Instruction:
Pull out each line of the records that contains the string "logo" and list those lines.

[Object position labeling records]
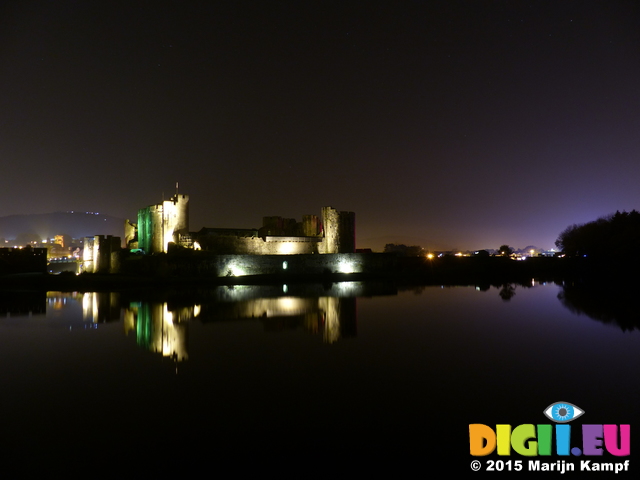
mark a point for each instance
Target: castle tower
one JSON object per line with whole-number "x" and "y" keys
{"x": 339, "y": 231}
{"x": 160, "y": 224}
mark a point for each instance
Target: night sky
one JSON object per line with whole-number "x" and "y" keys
{"x": 447, "y": 124}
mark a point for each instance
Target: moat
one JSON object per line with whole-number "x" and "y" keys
{"x": 354, "y": 367}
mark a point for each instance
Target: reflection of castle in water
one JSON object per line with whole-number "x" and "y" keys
{"x": 332, "y": 317}
{"x": 161, "y": 326}
{"x": 159, "y": 329}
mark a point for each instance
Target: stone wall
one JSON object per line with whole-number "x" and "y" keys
{"x": 161, "y": 224}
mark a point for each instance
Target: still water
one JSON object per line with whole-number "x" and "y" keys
{"x": 348, "y": 367}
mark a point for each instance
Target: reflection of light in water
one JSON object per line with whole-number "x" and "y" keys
{"x": 347, "y": 287}
{"x": 344, "y": 266}
{"x": 90, "y": 307}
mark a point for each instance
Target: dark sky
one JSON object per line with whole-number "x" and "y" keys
{"x": 449, "y": 124}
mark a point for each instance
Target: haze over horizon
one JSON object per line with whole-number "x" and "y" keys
{"x": 444, "y": 124}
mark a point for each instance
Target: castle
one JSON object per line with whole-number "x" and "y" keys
{"x": 162, "y": 226}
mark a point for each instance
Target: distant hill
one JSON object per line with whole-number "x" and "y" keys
{"x": 48, "y": 225}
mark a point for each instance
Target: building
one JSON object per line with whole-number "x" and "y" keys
{"x": 160, "y": 226}
{"x": 163, "y": 223}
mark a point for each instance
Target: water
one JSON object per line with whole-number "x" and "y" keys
{"x": 287, "y": 368}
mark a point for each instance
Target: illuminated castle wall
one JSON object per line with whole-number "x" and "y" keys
{"x": 168, "y": 222}
{"x": 333, "y": 233}
{"x": 161, "y": 224}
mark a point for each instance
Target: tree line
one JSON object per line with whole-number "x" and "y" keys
{"x": 614, "y": 235}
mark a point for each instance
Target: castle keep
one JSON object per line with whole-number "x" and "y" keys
{"x": 165, "y": 224}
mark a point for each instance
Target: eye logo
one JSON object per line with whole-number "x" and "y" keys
{"x": 562, "y": 412}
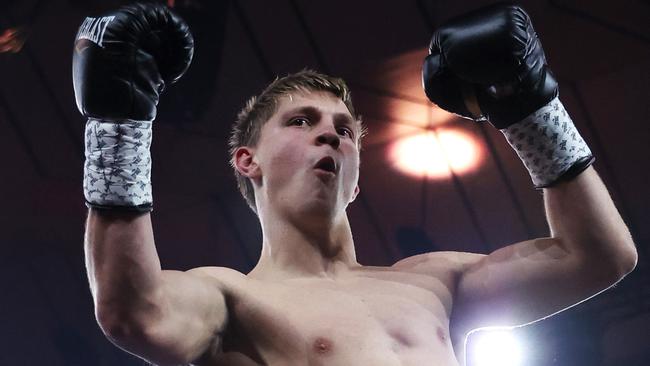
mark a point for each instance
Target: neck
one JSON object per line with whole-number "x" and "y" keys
{"x": 320, "y": 248}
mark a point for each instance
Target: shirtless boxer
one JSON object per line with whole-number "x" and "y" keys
{"x": 295, "y": 149}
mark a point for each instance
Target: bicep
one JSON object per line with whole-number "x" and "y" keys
{"x": 521, "y": 283}
{"x": 190, "y": 318}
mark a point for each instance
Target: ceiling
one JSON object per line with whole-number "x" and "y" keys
{"x": 599, "y": 52}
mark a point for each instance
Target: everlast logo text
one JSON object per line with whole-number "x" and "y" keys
{"x": 93, "y": 29}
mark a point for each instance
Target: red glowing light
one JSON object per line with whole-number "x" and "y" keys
{"x": 435, "y": 154}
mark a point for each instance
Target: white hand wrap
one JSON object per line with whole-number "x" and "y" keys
{"x": 117, "y": 172}
{"x": 547, "y": 142}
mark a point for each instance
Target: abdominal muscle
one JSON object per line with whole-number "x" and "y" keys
{"x": 378, "y": 317}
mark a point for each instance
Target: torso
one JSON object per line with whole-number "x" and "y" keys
{"x": 380, "y": 316}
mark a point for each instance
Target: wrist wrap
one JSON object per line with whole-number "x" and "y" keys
{"x": 549, "y": 145}
{"x": 117, "y": 172}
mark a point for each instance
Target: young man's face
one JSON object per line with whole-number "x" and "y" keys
{"x": 308, "y": 155}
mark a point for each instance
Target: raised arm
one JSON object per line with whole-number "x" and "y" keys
{"x": 489, "y": 65}
{"x": 589, "y": 250}
{"x": 167, "y": 317}
{"x": 122, "y": 61}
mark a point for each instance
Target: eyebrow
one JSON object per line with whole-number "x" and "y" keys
{"x": 340, "y": 118}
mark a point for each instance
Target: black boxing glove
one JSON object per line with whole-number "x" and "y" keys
{"x": 122, "y": 61}
{"x": 490, "y": 65}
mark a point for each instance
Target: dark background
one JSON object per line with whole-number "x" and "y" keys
{"x": 600, "y": 51}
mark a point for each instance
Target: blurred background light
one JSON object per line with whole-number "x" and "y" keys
{"x": 433, "y": 153}
{"x": 495, "y": 348}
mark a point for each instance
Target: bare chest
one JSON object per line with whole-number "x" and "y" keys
{"x": 384, "y": 319}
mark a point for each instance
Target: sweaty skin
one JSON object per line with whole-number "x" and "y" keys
{"x": 363, "y": 316}
{"x": 308, "y": 301}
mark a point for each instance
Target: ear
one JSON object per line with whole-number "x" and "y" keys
{"x": 356, "y": 192}
{"x": 245, "y": 163}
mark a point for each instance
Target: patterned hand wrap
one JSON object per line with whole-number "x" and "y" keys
{"x": 117, "y": 172}
{"x": 549, "y": 144}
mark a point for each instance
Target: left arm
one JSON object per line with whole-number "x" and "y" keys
{"x": 589, "y": 250}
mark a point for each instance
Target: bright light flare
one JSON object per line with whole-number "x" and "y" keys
{"x": 433, "y": 153}
{"x": 495, "y": 348}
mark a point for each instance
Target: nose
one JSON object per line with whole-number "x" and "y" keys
{"x": 329, "y": 138}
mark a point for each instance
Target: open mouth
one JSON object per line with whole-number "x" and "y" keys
{"x": 327, "y": 164}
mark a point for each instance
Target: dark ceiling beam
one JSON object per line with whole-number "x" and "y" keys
{"x": 64, "y": 122}
{"x": 257, "y": 48}
{"x": 577, "y": 13}
{"x": 605, "y": 162}
{"x": 467, "y": 203}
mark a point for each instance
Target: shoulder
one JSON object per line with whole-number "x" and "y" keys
{"x": 223, "y": 276}
{"x": 437, "y": 263}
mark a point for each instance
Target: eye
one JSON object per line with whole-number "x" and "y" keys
{"x": 298, "y": 121}
{"x": 345, "y": 131}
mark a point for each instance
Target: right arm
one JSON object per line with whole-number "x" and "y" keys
{"x": 122, "y": 61}
{"x": 167, "y": 317}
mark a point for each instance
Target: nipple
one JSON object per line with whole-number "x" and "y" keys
{"x": 322, "y": 345}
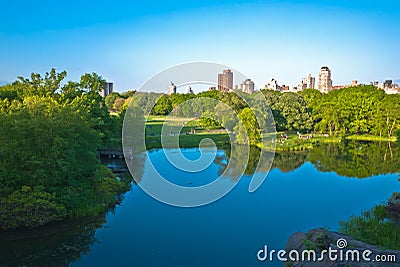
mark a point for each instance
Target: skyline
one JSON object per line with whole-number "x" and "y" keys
{"x": 132, "y": 41}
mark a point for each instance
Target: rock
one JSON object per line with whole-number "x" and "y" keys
{"x": 320, "y": 240}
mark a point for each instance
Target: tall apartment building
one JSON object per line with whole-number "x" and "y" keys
{"x": 107, "y": 89}
{"x": 325, "y": 81}
{"x": 189, "y": 90}
{"x": 247, "y": 86}
{"x": 307, "y": 82}
{"x": 171, "y": 89}
{"x": 273, "y": 85}
{"x": 225, "y": 81}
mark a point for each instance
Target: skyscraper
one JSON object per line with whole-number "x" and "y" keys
{"x": 325, "y": 81}
{"x": 307, "y": 82}
{"x": 247, "y": 86}
{"x": 107, "y": 89}
{"x": 225, "y": 81}
{"x": 189, "y": 90}
{"x": 171, "y": 89}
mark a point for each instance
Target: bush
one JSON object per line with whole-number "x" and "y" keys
{"x": 29, "y": 208}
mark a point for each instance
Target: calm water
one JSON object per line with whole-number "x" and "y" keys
{"x": 302, "y": 191}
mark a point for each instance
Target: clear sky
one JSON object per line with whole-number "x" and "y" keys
{"x": 128, "y": 41}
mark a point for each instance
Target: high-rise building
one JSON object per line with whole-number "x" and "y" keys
{"x": 272, "y": 85}
{"x": 325, "y": 81}
{"x": 171, "y": 89}
{"x": 225, "y": 81}
{"x": 307, "y": 82}
{"x": 388, "y": 84}
{"x": 189, "y": 90}
{"x": 247, "y": 86}
{"x": 107, "y": 89}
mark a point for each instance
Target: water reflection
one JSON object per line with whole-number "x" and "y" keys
{"x": 357, "y": 159}
{"x": 64, "y": 243}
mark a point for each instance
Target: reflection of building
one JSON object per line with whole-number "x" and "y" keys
{"x": 107, "y": 89}
{"x": 272, "y": 85}
{"x": 387, "y": 84}
{"x": 171, "y": 89}
{"x": 225, "y": 81}
{"x": 307, "y": 82}
{"x": 325, "y": 81}
{"x": 189, "y": 90}
{"x": 247, "y": 86}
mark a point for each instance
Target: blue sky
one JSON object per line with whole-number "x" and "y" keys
{"x": 129, "y": 41}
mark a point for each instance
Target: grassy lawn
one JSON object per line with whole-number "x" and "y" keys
{"x": 155, "y": 124}
{"x": 186, "y": 138}
{"x": 368, "y": 137}
{"x": 294, "y": 143}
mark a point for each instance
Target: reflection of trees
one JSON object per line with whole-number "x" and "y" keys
{"x": 356, "y": 159}
{"x": 289, "y": 161}
{"x": 56, "y": 245}
{"x": 238, "y": 165}
{"x": 349, "y": 159}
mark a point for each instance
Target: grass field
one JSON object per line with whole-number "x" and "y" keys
{"x": 187, "y": 138}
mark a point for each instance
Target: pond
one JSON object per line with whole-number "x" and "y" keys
{"x": 303, "y": 190}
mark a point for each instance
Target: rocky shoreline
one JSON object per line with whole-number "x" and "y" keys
{"x": 320, "y": 239}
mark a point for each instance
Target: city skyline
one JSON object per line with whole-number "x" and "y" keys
{"x": 356, "y": 39}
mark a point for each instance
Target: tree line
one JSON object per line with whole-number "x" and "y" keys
{"x": 355, "y": 110}
{"x": 50, "y": 132}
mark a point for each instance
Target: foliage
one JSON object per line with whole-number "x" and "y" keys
{"x": 373, "y": 227}
{"x": 49, "y": 135}
{"x": 29, "y": 208}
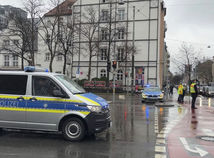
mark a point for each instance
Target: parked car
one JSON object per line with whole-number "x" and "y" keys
{"x": 210, "y": 91}
{"x": 152, "y": 94}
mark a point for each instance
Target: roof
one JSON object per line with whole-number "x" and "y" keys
{"x": 62, "y": 9}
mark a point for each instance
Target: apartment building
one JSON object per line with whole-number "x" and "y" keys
{"x": 139, "y": 23}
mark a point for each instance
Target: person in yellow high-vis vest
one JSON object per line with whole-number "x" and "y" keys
{"x": 194, "y": 93}
{"x": 180, "y": 93}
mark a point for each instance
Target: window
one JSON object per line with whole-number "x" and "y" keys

Right answer:
Target: eye logo
Target: everlast logo text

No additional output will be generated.